*Supplied material*
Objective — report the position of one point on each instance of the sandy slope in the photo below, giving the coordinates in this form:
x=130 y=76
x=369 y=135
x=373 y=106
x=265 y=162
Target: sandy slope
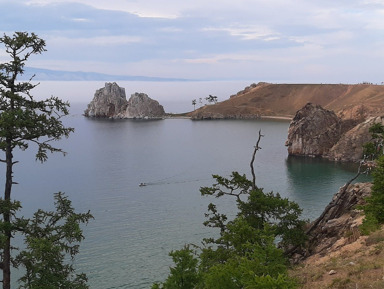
x=285 y=99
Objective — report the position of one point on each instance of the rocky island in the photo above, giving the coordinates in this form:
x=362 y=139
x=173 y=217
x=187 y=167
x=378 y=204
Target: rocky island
x=111 y=102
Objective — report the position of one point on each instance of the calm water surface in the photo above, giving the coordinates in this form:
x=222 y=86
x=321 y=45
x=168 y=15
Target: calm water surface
x=127 y=244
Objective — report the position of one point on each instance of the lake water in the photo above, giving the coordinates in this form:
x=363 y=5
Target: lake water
x=127 y=244
x=135 y=228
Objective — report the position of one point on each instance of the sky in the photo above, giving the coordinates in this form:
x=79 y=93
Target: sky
x=291 y=41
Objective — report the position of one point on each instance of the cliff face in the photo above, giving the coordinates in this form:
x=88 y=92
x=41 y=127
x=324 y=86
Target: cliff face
x=350 y=145
x=339 y=219
x=108 y=101
x=317 y=132
x=313 y=131
x=141 y=106
x=111 y=102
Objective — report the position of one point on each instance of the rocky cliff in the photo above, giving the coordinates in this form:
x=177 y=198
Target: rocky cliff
x=313 y=131
x=142 y=106
x=108 y=101
x=111 y=102
x=338 y=224
x=317 y=132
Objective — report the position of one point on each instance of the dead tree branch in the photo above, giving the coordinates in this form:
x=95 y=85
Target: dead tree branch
x=257 y=147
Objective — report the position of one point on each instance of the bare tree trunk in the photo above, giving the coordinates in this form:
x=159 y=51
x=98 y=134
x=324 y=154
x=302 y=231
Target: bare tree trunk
x=253 y=160
x=6 y=264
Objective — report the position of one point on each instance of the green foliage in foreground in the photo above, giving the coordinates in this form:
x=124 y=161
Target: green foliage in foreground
x=374 y=208
x=51 y=240
x=245 y=254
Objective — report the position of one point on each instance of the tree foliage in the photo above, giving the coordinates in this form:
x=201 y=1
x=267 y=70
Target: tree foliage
x=51 y=237
x=25 y=121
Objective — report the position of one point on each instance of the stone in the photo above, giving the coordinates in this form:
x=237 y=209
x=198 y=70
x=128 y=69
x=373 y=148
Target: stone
x=111 y=102
x=142 y=106
x=350 y=146
x=107 y=101
x=313 y=131
x=338 y=220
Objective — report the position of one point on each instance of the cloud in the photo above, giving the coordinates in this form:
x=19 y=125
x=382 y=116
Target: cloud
x=226 y=38
x=248 y=32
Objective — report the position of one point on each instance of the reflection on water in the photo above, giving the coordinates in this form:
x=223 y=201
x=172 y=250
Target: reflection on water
x=127 y=244
x=312 y=181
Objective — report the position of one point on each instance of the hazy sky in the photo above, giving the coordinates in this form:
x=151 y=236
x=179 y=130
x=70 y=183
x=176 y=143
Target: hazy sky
x=257 y=40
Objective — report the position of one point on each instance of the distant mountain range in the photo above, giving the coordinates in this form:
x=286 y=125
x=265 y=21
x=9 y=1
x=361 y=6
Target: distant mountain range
x=59 y=75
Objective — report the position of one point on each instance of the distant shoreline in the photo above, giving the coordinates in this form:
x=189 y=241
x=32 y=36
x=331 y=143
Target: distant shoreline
x=271 y=117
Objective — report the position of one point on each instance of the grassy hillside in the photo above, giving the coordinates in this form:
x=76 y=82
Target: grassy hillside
x=285 y=99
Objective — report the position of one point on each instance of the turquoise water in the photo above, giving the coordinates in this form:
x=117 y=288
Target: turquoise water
x=127 y=244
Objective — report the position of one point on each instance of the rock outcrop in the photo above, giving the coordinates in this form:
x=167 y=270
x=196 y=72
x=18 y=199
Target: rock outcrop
x=313 y=131
x=108 y=101
x=142 y=106
x=111 y=102
x=317 y=132
x=350 y=145
x=338 y=224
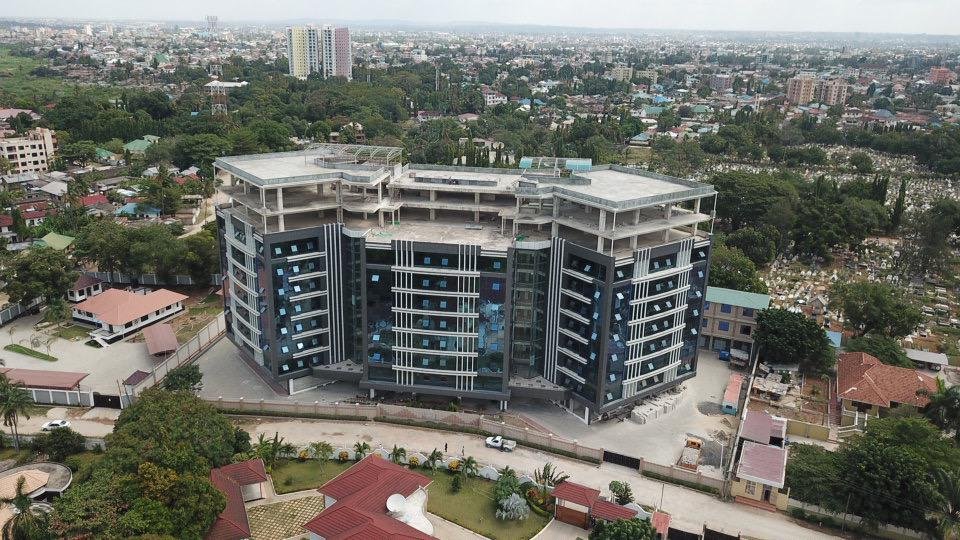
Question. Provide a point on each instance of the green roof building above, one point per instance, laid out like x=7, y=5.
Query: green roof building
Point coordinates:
x=729, y=321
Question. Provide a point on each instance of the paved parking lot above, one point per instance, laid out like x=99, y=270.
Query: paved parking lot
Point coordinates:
x=106, y=367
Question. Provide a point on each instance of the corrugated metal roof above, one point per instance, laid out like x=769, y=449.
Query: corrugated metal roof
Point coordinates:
x=734, y=297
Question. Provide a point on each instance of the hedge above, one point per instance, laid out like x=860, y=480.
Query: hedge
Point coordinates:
x=685, y=483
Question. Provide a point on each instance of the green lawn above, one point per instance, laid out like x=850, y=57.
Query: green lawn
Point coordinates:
x=72, y=332
x=473, y=508
x=293, y=475
x=13, y=347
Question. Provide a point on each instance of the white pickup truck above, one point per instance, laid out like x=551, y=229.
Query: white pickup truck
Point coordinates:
x=504, y=445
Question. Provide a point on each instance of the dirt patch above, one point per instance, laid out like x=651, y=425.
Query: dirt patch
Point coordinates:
x=709, y=408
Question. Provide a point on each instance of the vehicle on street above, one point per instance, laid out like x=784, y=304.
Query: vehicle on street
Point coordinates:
x=54, y=424
x=498, y=442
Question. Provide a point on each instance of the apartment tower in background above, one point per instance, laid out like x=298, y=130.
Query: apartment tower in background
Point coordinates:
x=800, y=89
x=560, y=280
x=323, y=50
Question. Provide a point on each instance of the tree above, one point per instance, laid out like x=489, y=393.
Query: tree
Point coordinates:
x=38, y=272
x=434, y=457
x=184, y=378
x=622, y=492
x=506, y=485
x=322, y=450
x=893, y=477
x=876, y=308
x=944, y=407
x=15, y=402
x=948, y=516
x=469, y=466
x=886, y=349
x=731, y=269
x=202, y=257
x=758, y=246
x=59, y=443
x=360, y=448
x=513, y=508
x=786, y=337
x=862, y=162
x=26, y=523
x=103, y=243
x=623, y=529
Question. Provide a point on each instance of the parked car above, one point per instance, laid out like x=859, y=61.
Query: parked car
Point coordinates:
x=54, y=424
x=498, y=442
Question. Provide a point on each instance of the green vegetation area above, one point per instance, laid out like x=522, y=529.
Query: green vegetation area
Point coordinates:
x=474, y=508
x=13, y=347
x=291, y=475
x=72, y=332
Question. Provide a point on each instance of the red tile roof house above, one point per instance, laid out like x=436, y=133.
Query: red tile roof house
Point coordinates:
x=580, y=505
x=868, y=388
x=116, y=313
x=239, y=483
x=374, y=499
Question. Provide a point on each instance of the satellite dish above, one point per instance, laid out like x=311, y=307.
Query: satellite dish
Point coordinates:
x=396, y=502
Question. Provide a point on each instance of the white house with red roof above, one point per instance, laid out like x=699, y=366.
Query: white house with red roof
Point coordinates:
x=117, y=313
x=373, y=499
x=868, y=388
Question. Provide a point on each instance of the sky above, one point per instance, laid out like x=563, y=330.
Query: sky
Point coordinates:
x=894, y=16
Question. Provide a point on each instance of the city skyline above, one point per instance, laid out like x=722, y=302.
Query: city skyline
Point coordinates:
x=896, y=16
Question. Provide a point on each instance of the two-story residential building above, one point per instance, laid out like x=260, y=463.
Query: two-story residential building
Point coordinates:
x=867, y=388
x=730, y=318
x=761, y=462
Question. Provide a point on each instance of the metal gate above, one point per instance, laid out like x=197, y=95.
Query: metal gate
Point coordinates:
x=620, y=459
x=106, y=400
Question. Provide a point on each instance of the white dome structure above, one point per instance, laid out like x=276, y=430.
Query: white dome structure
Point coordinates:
x=411, y=510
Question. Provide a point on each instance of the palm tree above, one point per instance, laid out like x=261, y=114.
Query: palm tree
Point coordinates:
x=25, y=523
x=434, y=457
x=948, y=518
x=322, y=450
x=398, y=454
x=469, y=467
x=361, y=448
x=944, y=407
x=15, y=402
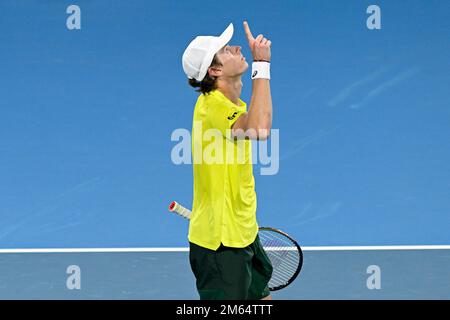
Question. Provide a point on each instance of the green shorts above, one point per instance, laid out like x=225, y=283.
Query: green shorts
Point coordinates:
x=231, y=273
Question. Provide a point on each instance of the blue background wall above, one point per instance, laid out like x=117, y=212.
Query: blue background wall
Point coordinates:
x=86, y=118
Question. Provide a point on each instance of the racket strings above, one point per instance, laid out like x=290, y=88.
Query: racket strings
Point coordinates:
x=283, y=255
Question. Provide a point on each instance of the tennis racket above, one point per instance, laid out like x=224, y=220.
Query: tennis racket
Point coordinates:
x=283, y=251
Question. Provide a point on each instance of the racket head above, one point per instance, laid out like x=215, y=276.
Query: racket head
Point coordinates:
x=285, y=255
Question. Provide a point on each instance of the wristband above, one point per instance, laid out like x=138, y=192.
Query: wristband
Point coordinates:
x=260, y=70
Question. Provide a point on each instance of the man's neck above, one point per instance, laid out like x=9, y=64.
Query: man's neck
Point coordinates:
x=231, y=88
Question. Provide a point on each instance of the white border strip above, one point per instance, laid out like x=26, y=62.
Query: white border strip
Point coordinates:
x=319, y=248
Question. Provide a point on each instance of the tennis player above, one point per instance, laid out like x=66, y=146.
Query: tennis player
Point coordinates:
x=226, y=255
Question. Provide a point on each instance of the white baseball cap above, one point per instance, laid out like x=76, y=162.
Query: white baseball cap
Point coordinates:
x=200, y=53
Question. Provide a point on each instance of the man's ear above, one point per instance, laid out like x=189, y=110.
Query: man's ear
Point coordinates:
x=214, y=72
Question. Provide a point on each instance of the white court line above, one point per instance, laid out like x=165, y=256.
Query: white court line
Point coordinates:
x=318, y=248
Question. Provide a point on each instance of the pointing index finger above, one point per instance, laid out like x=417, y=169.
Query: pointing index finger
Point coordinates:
x=248, y=33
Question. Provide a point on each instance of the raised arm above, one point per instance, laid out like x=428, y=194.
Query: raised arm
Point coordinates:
x=257, y=122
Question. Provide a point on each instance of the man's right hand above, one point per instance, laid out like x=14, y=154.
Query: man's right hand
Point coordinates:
x=260, y=47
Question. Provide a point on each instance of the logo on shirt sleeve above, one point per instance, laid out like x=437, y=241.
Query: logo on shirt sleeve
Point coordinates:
x=233, y=115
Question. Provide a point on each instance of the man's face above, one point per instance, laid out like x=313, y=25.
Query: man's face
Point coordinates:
x=233, y=62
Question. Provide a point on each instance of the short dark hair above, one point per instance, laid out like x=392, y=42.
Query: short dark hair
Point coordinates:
x=208, y=83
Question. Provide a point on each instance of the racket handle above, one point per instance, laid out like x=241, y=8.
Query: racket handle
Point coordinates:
x=179, y=209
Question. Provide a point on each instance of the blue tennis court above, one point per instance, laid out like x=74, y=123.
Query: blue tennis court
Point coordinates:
x=93, y=95
x=164, y=275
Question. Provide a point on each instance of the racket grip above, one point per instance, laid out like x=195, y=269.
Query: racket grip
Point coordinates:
x=180, y=210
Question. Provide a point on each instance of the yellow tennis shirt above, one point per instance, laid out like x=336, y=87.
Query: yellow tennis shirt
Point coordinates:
x=224, y=203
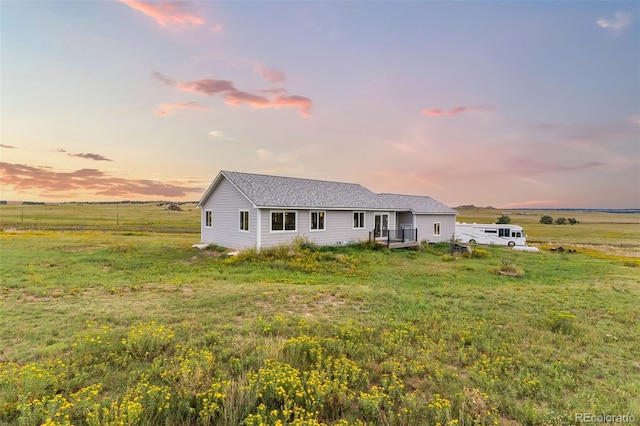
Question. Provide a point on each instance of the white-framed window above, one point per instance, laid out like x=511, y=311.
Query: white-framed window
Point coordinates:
x=283, y=221
x=317, y=220
x=244, y=220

*Exercise directions*
Which lines of the records above contain the word "paved"? Copy each of them.

*Reply to the task*
Question. Provide a point on each instance of the paved parking lot above, one point per instance, laid out like x=99, y=270.
Query: paved parking lot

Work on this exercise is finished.